WHAT YOU WILL DO →
Please print the full listing exactly.

RECORDS FOR THIS EXERCISE →

[start]

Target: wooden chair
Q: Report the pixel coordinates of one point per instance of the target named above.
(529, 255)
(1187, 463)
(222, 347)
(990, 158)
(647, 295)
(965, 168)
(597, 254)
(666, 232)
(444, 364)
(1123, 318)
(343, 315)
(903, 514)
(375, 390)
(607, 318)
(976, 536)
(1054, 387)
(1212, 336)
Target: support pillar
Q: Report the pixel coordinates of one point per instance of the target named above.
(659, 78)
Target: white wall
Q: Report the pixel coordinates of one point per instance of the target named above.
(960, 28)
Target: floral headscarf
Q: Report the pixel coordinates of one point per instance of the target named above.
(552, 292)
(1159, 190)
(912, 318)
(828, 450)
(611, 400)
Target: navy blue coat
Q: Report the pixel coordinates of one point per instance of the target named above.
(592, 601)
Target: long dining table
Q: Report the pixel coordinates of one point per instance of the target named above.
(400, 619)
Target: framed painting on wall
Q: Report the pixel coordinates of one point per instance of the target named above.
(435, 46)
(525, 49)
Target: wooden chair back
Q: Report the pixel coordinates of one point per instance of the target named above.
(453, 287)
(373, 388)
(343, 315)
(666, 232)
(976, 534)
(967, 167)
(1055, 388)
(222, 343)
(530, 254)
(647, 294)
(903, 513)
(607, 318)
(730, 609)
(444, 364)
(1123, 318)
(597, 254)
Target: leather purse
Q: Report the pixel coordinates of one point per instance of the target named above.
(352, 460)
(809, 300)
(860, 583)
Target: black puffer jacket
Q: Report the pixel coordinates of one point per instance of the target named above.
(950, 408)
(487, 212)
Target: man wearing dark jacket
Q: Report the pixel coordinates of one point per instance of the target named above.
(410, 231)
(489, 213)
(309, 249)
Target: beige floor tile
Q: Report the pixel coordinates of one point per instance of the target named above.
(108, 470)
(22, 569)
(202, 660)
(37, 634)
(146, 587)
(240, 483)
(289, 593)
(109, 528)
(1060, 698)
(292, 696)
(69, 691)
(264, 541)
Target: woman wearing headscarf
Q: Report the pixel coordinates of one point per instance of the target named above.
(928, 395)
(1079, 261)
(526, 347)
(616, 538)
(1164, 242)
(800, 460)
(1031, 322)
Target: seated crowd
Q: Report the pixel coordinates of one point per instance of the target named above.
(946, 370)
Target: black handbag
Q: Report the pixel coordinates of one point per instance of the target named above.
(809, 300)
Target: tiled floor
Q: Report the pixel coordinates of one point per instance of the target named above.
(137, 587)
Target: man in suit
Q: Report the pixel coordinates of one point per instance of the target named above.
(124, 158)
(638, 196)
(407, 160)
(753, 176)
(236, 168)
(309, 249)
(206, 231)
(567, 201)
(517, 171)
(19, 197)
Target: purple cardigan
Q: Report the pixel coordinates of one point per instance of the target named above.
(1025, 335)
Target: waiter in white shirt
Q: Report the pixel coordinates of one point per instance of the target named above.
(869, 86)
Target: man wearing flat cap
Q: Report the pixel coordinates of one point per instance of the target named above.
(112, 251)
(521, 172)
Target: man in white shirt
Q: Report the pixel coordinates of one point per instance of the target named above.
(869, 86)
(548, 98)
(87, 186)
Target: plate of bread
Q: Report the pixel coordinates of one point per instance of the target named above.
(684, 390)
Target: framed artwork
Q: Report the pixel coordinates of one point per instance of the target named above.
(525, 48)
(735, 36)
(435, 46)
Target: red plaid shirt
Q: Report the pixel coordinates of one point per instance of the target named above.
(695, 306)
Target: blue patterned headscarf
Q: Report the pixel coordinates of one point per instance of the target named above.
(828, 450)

[end]

SOLUTION FOR THIS PROBLEM →
Target: wooden chair
Q: Report the pixel coordinates of one point per instance of the target named above.
(529, 255)
(1187, 463)
(222, 347)
(990, 158)
(647, 295)
(965, 168)
(597, 254)
(666, 232)
(444, 364)
(1123, 318)
(343, 315)
(903, 514)
(375, 390)
(607, 318)
(976, 536)
(1054, 387)
(1212, 336)
Target: support pillar
Q: Report the pixel coordinates of one point per instance of the target named above.
(659, 78)
Target: white wall
Q: Report the pixel coordinates of one point per instance of the target named above.
(960, 28)
Target: floral headscarf
Q: Report the pixel coordinates of one point per instance of the target named above.
(552, 292)
(1159, 190)
(912, 318)
(828, 450)
(611, 400)
Target: navy blue coat
Q: Report the pixel coordinates of one point per instance of the target named above.
(592, 601)
Target: long dining table
Q: Report the pixel coordinates of one point per instance of the target named above.
(400, 619)
Target: framed painting on wall
Q: Report the pixel coordinates of one point per instance of the target named above.
(435, 46)
(525, 49)
Target: wooden chair back
Q: Report the pixel coordinates of one point per instance of the target named above.
(453, 287)
(373, 388)
(343, 315)
(666, 232)
(976, 534)
(967, 167)
(1055, 388)
(222, 343)
(530, 254)
(647, 294)
(903, 513)
(607, 318)
(730, 609)
(444, 364)
(1123, 318)
(597, 254)
Target: leather purse
Q: Report the pixel coordinates of one point per instance of the target named above.
(352, 460)
(809, 300)
(860, 583)
Target: black puffer jacket
Q: Report the pixel coordinates of one point per instance of the target named above.
(950, 408)
(487, 212)
Target: man wearing dark jacket
Q: Report the pixel coordinates of one point per instance of the target named above.
(410, 231)
(489, 213)
(309, 249)
Target: beige floor tile
Q: Report the pixel coordinates of one point per instance of the target named above.
(108, 470)
(22, 569)
(202, 660)
(37, 634)
(146, 587)
(240, 483)
(289, 593)
(109, 528)
(1060, 698)
(292, 696)
(69, 691)
(264, 541)
Target: woman wearing headscarf
Q: Report the pixel coordinates of one point per instance of the target named above.
(928, 395)
(1079, 261)
(526, 347)
(616, 538)
(1164, 242)
(800, 460)
(1031, 322)
Target: seated crowd
Q: Report the pixel coordinates of one point per instance of the target named above.
(946, 370)
Target: black handbag
Q: Report the pixel coordinates of one point per instance of the target named above.
(809, 300)
Target: tiled floor
Q: Report the pixel coordinates of one point per instance of the target named above.
(137, 587)
Target: man in suit
Q: Report the pixel coordinates of one point per instance of the target named above.
(124, 158)
(638, 196)
(407, 160)
(753, 176)
(236, 168)
(309, 249)
(206, 231)
(567, 201)
(517, 171)
(19, 197)
Target: purple cardigan
Q: Report the pixel coordinates of one point per instance of the target named above.
(1025, 335)
Target: waiter in white shirt
Q: Report the pixel coordinates of one point per instance of the target named above.
(869, 86)
Target: man wearing flat cap
Q: Report the pixel coordinates of one point per instance of the target named above.
(112, 251)
(521, 172)
Target: man in white shirt
Q: Report the pixel coordinates of one point per instance of the target named above.
(869, 86)
(548, 98)
(87, 186)
Target: plate of bread
Q: Report the pixel coordinates of one point per instance of the target named above.
(684, 390)
Target: framed artwork
Q: Report the pixel coordinates of one point per instance of the target named above.
(525, 48)
(735, 36)
(435, 46)
Target: red plaid shirt
Q: Report the pixel coordinates of one point per instance of the target named above.
(695, 306)
Target: blue patterned headscarf
Q: Report the pixel coordinates of one point per instance of the target named above.
(828, 450)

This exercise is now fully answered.